Parts of the exercise
**a)** In the rough-idle thread, which tool showed no codes and no misfires?
**b)** Please write the next part of the rough-idle thread, picking up after its last sentence.

Start of Source passage

# Ignition Update?? Slightly rough idle...



## jcountry (May 30, 2017)

Is there any way to know whether an ignition software update has been issued without going to a dealer?

I have a 2017, and when I changed to the new recommended spark plugs, seems like idle got a little rough. 

No codes, no misfires, (according to Blue Driver,) but doesn't sound right.


----------



## Morsel (May 11, 2021)

Which spark plugs did you use?
Is the car completely stock or do you have mods?
Are you having any other issues other than the rough idle after changing the plugs? (hesitations, bucking/shaking under heavy acceleration, etc)

I'd do the job over again to make sure you didn't forget something silly. It happens, we don't judge! 🙃
Given its not bad enough to throw codes, I'd suspect something with the spark plugs themselves.

Take some pictures of the plugs when you got them out, as well as the coil packs themselves.

When you pull the plugs out, make sure the electrodes aren't damaged (those iridium tips are very easy to break), and the gaps look the same.
Remember that you shouldn't be gapping iridium plugs, or even check their gaps with the conventional gap checkers you get at the auto parts store. They are so easy to damage.

End of Source passage
Start of Material

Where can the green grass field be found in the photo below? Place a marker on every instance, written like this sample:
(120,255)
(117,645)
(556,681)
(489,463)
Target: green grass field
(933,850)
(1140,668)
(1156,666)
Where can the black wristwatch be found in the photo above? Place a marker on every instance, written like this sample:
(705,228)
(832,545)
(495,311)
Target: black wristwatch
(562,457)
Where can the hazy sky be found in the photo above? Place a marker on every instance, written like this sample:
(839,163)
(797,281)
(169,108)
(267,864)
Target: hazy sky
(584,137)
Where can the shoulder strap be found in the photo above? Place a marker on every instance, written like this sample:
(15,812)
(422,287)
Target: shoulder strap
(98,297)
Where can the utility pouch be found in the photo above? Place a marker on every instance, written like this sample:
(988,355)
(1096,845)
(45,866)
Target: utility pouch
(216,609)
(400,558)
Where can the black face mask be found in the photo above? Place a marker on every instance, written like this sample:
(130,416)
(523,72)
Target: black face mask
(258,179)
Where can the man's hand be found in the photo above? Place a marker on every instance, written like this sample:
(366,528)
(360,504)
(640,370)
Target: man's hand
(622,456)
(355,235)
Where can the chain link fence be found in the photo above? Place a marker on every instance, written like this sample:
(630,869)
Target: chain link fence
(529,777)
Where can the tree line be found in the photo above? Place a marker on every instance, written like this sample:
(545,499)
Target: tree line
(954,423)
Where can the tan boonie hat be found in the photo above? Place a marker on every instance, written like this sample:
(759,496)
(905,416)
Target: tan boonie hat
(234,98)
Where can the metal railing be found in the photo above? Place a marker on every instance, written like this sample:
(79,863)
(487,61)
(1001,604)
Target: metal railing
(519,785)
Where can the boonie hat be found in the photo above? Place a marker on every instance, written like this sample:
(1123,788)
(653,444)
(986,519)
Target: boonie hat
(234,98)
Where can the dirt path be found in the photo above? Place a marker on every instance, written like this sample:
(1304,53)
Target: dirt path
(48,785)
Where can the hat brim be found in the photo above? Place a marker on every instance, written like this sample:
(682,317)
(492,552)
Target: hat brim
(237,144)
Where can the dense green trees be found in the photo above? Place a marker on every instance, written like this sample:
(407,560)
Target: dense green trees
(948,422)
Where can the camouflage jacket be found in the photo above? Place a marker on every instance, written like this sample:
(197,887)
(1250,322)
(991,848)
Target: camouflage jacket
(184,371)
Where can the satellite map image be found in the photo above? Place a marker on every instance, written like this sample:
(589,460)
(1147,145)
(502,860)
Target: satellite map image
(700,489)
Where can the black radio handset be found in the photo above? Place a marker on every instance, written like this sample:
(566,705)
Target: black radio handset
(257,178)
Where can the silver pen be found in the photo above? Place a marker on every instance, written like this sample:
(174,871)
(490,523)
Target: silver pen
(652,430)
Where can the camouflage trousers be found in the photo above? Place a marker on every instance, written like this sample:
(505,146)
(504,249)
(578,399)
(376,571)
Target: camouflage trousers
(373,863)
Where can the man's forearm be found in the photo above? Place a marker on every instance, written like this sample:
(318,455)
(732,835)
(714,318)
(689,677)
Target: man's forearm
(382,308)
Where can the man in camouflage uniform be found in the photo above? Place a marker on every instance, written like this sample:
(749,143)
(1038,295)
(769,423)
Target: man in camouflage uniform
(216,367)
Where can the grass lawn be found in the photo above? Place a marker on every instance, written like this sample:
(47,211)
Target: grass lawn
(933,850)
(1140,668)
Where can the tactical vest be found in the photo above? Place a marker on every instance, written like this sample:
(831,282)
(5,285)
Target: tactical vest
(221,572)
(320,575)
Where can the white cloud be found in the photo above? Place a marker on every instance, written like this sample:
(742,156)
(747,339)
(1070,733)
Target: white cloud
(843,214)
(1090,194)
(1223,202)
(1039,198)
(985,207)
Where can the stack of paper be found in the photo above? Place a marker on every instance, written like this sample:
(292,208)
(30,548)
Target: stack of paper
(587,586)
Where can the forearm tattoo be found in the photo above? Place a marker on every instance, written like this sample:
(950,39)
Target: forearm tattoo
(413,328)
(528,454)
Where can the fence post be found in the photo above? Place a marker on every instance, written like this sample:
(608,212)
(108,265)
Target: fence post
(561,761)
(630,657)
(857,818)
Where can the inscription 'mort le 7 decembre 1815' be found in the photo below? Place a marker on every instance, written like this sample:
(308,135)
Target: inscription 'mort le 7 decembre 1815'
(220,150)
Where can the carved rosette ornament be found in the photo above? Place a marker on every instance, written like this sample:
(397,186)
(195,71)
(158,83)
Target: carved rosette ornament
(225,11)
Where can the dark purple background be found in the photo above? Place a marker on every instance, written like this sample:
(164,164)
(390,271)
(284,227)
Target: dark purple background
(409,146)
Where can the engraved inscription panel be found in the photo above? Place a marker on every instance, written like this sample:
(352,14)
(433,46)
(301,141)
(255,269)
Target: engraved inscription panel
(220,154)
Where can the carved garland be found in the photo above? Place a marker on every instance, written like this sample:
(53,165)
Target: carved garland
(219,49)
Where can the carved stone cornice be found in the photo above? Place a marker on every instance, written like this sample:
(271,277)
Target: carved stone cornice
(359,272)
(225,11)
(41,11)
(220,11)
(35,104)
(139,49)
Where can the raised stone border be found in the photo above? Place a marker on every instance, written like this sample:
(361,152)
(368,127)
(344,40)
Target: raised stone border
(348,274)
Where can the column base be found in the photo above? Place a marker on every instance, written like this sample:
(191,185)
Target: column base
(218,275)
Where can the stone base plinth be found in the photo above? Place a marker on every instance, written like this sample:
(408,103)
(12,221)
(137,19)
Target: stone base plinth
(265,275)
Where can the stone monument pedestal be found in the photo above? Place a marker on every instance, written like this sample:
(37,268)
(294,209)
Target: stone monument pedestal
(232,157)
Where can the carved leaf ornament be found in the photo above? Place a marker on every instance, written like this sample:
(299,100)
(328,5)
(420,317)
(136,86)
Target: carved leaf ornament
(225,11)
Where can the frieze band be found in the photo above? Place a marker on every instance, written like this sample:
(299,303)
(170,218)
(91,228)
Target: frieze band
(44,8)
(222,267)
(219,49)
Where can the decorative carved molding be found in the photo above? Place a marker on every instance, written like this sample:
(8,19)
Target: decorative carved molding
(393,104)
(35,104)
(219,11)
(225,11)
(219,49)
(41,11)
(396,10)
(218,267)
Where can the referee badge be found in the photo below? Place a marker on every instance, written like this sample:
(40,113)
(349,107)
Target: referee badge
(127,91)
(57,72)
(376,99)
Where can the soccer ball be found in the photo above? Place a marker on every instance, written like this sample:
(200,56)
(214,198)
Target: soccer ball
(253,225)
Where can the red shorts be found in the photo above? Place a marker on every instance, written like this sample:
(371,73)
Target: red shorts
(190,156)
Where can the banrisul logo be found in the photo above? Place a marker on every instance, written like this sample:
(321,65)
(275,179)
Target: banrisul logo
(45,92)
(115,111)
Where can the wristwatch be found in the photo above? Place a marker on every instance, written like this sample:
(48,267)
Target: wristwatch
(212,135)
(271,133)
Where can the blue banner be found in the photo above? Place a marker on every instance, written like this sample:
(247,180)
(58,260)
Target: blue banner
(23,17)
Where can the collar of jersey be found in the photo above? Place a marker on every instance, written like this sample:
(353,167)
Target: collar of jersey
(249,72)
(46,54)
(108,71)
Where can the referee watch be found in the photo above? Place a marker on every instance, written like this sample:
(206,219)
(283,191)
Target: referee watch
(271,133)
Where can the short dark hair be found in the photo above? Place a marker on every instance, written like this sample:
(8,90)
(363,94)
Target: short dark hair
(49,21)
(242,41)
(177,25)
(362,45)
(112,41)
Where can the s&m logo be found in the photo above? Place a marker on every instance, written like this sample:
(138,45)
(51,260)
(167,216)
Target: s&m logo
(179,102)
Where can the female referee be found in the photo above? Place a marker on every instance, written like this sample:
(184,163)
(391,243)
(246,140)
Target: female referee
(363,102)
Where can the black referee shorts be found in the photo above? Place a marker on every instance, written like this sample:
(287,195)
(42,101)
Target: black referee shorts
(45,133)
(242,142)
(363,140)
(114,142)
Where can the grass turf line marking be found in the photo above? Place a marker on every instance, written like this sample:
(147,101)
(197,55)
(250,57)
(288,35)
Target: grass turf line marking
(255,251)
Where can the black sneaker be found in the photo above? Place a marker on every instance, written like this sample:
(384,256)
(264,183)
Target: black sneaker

End of Material

Responses for each task
**a)** Blue Driver.

**b)**
Also make sure you're not just dropping the plugs down the wells, as that can damage the plug or close the gap when the ground electrode hits something.
Some people gently guide them with a finger, some use a magnet, I like to keep them on my socket and guide them into place.


----------



## jblackburn (Apr 14, 2012)

Check your air hose at the throttle body to see if it's worked loose, the air filter clip in the airbox, etc.


----------



## Thebigzeus (Dec 2, 2018)

Did you get a different heat range of plugs?


----------



## jcountry (May 30, 2017)

I used the AC Delco Iridium #41-156....

I read somewhere that this is the updated plug.


----------



## jblackburn (Apr 14, 2012)

jcountry said:


> I used the AC Delco Iridium #41-156....
> 
> I read somewhere that this is the updated plug.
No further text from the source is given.